◆ **Фрагмент страницы**
────────────────────

В этом трудном восхождении высоко в горах Памира произошел взволновавший нас всех несчастный случай. Мы пообедали, забрались в палатки отдохнуть, шутили, пели, веселились, и вдруг кто-то говорит:

— Ребята, где Коля Матвеевич?

Хватились, а Матвеевича нет. Кругом белый ослепительный снег, уйти здесь незамеченным человек никуда не может. И тут из-под земли доносится слабый голос:

— Ой!

Стали искать трещину. Ее засыпало снегом…

— Держись, Коля! — кричим провалившемуся в расщелину Матвеевичу.

А он лишь стонет там. Спустили веревку. Проходит минута, вторая, наконец: «Тащите!» Бедный парень. Мы так и не смогли измерить глубину щели. Бросали в нее комья снега и не слышали, как они ударяются о дно.

────────────────────

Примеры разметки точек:

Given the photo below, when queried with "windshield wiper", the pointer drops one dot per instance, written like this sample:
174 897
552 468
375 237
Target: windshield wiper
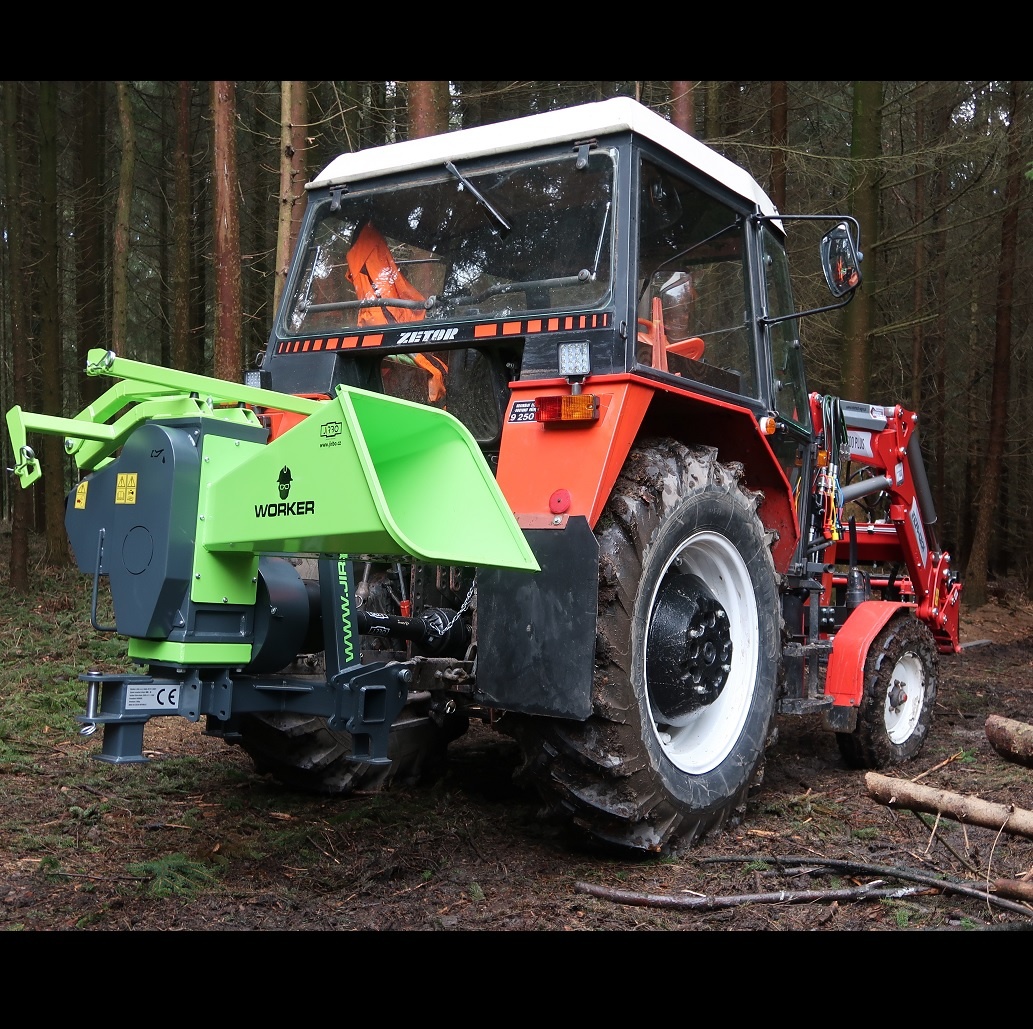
504 227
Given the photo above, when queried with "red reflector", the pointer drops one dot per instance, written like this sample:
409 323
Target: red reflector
583 407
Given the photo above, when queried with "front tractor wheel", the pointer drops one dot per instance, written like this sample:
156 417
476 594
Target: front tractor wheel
900 692
687 650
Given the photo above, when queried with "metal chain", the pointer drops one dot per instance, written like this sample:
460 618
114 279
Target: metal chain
464 605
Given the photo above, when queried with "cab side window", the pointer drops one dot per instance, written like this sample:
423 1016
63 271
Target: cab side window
692 302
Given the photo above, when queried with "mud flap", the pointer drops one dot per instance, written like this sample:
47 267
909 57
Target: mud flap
537 632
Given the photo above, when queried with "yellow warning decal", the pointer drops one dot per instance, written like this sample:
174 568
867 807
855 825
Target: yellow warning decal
125 488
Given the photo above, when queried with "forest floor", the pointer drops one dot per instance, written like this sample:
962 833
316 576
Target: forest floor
195 840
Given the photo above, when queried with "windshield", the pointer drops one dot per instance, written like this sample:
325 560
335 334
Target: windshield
514 239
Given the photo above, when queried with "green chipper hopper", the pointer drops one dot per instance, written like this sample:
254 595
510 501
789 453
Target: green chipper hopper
191 506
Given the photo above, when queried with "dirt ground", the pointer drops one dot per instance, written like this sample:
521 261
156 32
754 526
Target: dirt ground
195 840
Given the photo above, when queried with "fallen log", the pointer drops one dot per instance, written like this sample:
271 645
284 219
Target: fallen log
1015 889
971 810
1012 740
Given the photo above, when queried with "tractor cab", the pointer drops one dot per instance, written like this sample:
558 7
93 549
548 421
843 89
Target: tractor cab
575 244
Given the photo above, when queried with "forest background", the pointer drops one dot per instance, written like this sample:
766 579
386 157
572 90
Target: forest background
156 219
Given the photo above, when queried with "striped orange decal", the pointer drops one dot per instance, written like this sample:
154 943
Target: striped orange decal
488 330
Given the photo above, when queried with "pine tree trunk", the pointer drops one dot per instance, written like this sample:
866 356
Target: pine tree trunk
975 578
13 294
227 362
293 118
866 149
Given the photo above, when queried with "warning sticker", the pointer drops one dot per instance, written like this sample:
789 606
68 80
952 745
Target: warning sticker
152 696
523 410
125 488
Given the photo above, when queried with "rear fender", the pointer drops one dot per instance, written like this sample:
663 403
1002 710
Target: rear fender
551 471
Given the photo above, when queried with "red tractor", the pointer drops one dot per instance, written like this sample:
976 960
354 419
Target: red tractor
691 541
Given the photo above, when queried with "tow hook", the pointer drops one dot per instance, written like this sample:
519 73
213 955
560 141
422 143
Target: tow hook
897 695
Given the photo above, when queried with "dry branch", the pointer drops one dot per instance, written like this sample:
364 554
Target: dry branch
1012 740
779 897
971 810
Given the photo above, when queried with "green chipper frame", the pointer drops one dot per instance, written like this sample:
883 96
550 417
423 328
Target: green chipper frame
192 507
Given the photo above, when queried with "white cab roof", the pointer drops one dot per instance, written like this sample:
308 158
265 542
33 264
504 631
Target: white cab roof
567 125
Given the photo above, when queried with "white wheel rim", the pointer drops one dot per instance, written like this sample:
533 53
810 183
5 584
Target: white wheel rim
710 736
902 718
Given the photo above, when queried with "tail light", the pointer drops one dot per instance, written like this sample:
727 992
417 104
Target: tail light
576 407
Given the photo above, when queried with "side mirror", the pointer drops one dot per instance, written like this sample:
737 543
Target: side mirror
840 260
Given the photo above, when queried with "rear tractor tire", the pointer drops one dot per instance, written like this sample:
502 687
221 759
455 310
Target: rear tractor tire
896 712
687 660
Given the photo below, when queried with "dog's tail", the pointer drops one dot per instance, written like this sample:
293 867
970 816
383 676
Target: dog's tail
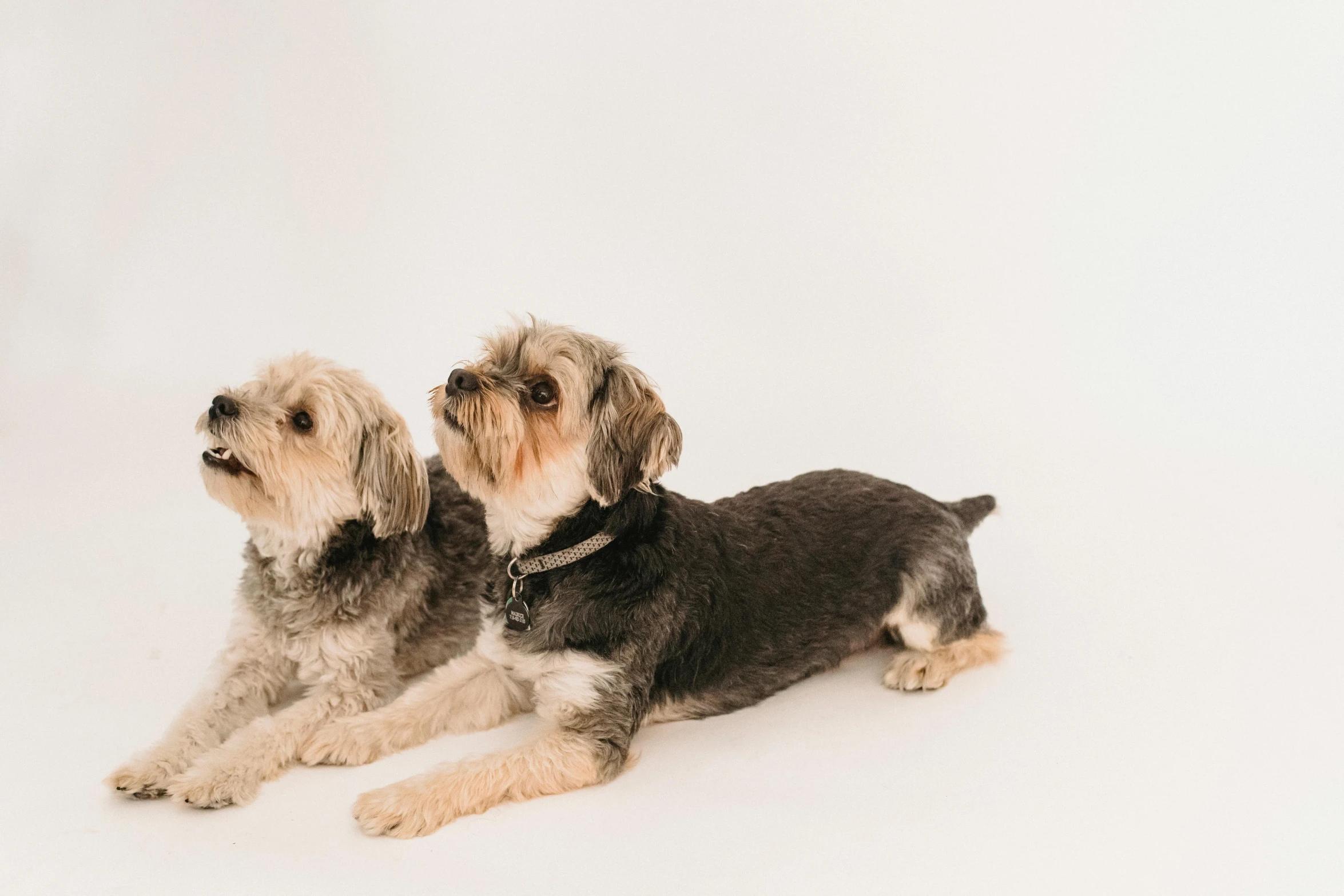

────────────────────

◆ **Цель задания**
Продолжите рассказ о восхождении на Памире, начав сразу после его последнего предложения. Строки для работы не понадобятся.

◆ **Решённое упражнение**
Потом выяснилось, что Николай, падая, зацепился одеждой за ледяной выступ, и это спасло его. Парень сломал ногу, получил тяжелые ушибы… Он был на волоске от смерти, но, не потеряв самообладания, сумел своей же веревкой привязать себя к ледяному выступу. И так висел над пропастью, пока мы не пришли на помощь. Когда его вытащили из трещины, он был без сознания. Привели в чувство. Укутали в спальный мешок и на руках понесли в базовый лагерь…

Несмотря на подстерегавшие нас опасности, мы продолжали тренировку. После несчастного случая с Колей Матвеевичем стали страховаться, соединившись друг с другом одной веревкой. И даже на привалах не отвязывались..

Когда спустились в лагерь, нам казалось, что мы возвратились в родной дом. Уставшие до полного изнеможения сразу же повалились спать».